THE TASKS:
a) In the Kaizen Blitz episode description, where and in what year was the first kaizen blitz held?
b) Please mark each statement yes or no by whether it agrees with the Kaizen Blitz episode description, and quote the words from the description that decide it: (i) The first kaizen blitz almost closed the site where it was held. (ii) Toyota used the blitz format at Mother Toyota, the OEM. (iii) The first event did poorly at reducing flow distance and flow time.
c) Carry on the Kaizen Blitz episode description from its last sentence.

READING TEXT:
The Kaizen Blitz: A Primer

July 2, 2015
Hosted by Gwendolyn D. Galsworth, Ph.D.

[Download MP3] [itunes] [Bookmark Episode]

Episode Description

Where did the Kaizen Blitz originate? If you say Mother Toyota, you are only partly right. Tune in to Visual Workplace Radio this week as Gwendolyn Galsworth, your host and visual workplace expert, travels into history and tells you the real story behind when and how the so-called “blitz” (not its real name) arrived on our shores and what happened when it did. Do you know that the first kaizen blitz (not its name at the time) was held in 1986 at Jakes Brakes in Windsor Locks, Connecticut—and it almost closed that site down? Dazzling in reducing flow distance and flow time, that first event surfaced everything that was right with the blitz format—and everything that was wrong, very wrong, with it. And both that right and that wrong were perfect duplications of how Toyota conducted its own blitzes in Japan, with this one difference: never at Mother Toyota, the OEM. The blitz format was use for the supply chain only. Tune in. Learn the history that insiders know but don’t talk about.

DATA EXCERPTS:
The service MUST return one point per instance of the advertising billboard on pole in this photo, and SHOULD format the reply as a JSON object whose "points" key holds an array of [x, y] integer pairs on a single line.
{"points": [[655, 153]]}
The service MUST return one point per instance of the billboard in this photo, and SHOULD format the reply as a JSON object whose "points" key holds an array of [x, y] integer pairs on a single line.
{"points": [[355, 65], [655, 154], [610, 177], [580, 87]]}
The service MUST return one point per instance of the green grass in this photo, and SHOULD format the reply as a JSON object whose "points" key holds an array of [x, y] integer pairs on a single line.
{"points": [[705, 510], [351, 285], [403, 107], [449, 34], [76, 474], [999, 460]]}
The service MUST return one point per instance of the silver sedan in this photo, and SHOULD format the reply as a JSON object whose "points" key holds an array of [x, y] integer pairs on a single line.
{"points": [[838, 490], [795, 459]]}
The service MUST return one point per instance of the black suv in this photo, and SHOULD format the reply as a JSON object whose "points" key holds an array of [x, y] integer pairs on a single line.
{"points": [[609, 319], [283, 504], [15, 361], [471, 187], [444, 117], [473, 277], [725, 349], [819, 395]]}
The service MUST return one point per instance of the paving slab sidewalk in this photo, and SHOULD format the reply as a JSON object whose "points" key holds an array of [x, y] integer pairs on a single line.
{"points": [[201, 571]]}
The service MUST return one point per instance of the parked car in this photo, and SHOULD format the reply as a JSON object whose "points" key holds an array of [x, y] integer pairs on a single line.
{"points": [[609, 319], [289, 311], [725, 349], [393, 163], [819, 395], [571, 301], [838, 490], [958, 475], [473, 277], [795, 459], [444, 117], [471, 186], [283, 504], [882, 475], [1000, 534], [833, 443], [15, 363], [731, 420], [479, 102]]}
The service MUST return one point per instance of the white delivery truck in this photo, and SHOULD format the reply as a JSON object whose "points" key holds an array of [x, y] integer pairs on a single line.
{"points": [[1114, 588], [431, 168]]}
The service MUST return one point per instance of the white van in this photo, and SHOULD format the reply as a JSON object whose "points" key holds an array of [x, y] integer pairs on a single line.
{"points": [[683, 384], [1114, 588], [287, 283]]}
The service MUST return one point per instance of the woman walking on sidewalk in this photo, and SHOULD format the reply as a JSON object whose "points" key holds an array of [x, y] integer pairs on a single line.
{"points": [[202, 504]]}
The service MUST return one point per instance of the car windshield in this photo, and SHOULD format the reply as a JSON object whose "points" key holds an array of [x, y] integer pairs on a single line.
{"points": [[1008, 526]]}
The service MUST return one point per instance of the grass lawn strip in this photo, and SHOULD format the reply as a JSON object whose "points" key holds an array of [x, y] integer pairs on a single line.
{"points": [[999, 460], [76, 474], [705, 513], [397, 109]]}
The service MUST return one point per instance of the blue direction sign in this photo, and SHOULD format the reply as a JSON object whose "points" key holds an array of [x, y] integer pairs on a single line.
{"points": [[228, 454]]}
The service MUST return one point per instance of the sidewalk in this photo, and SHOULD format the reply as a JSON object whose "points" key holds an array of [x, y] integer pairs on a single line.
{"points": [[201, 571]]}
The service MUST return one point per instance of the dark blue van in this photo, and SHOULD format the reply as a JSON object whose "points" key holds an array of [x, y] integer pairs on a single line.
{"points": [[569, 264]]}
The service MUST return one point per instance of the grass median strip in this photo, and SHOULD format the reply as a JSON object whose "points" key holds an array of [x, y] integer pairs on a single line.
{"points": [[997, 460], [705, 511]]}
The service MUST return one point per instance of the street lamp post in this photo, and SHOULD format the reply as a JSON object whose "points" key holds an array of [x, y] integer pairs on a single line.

PER-TASK ANSWERS:
a) At Jakes Brakes in Windsor Locks, Connecticut, in 1986.

b)
(i) Yes: "and it almost closed that site down"
(ii) No: "never at Mother Toyota, the OEM. The blitz format was use for the supply chain only."
(iii) No: "Dazzling in reducing flow distance and flow time"

c)
Visual Workplace Radio: Let the Workplace Speak

Archives Available on VoiceAmerica Business Channel

Visual Workplace Radio: Let the Workplace Speak offers the best in practical tools, methods, and strategies for improvement leaders who want to apply workplace visuality and harness its remarkable cultural and bottom line contribution. Visuality: you can’t get to excellence without it.

Each week, award-winning author and foremost visual workplace expert, Dr. Gwendolyn Galsworth, targets new learning and applications through a range of formats, case studies, interviews with business leaders and topic experts.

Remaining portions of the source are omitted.